Material for this exercise:
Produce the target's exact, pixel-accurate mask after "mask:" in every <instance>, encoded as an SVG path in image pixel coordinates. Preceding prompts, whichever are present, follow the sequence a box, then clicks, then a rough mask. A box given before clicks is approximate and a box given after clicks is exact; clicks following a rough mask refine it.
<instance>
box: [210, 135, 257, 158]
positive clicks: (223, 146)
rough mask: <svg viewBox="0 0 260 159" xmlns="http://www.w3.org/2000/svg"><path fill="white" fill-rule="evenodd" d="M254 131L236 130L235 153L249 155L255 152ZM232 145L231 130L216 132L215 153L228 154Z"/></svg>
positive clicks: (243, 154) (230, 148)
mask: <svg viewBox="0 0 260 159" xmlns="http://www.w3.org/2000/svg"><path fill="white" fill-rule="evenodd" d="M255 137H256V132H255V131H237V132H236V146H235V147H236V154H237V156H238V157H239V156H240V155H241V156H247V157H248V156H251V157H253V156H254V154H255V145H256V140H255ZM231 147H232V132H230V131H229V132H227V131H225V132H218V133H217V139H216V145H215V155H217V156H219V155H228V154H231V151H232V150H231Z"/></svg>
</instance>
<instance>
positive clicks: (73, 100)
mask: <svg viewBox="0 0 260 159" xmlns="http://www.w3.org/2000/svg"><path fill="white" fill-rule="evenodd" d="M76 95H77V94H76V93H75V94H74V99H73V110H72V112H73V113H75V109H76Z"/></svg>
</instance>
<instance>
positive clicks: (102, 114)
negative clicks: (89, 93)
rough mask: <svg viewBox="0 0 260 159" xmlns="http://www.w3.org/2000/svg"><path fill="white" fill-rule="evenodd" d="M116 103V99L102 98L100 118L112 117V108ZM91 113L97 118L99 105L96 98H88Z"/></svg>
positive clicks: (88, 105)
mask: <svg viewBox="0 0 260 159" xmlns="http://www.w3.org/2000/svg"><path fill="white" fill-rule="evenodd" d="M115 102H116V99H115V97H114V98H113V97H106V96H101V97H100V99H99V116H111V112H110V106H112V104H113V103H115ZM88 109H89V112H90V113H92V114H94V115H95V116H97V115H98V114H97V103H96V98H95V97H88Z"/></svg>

What you should do:
Using the data above, repeat exactly the lines that begin at the line with "131L236 130L235 153L249" and end at the line with "103V99L102 98L100 118L112", both ends included.

Solution to this problem:
rough mask: <svg viewBox="0 0 260 159" xmlns="http://www.w3.org/2000/svg"><path fill="white" fill-rule="evenodd" d="M254 131L236 130L235 153L249 155L255 152ZM232 145L231 130L216 132L215 153L228 154Z"/></svg>
positive clicks: (243, 154) (230, 148)
mask: <svg viewBox="0 0 260 159" xmlns="http://www.w3.org/2000/svg"><path fill="white" fill-rule="evenodd" d="M255 137H256V132H255V131H237V132H236V146H235V147H236V154H237V156H238V157H239V156H240V155H241V156H247V157H248V156H251V157H253V156H254V154H255V145H256V140H255ZM231 147H232V132H230V131H229V132H227V131H225V132H218V133H217V139H216V145H215V155H217V156H219V155H228V154H231V151H232V150H231Z"/></svg>
</instance>
<instance>
positive clicks: (73, 100)
mask: <svg viewBox="0 0 260 159" xmlns="http://www.w3.org/2000/svg"><path fill="white" fill-rule="evenodd" d="M76 95H77V94H76V93H75V94H74V99H73V110H72V112H73V113H75V109H76Z"/></svg>
</instance>
<instance>
positive clicks: (102, 114)
negative clicks: (89, 93)
rough mask: <svg viewBox="0 0 260 159" xmlns="http://www.w3.org/2000/svg"><path fill="white" fill-rule="evenodd" d="M116 103V99L102 98L100 118L112 117V108ZM91 113L97 118L99 105L96 98H88Z"/></svg>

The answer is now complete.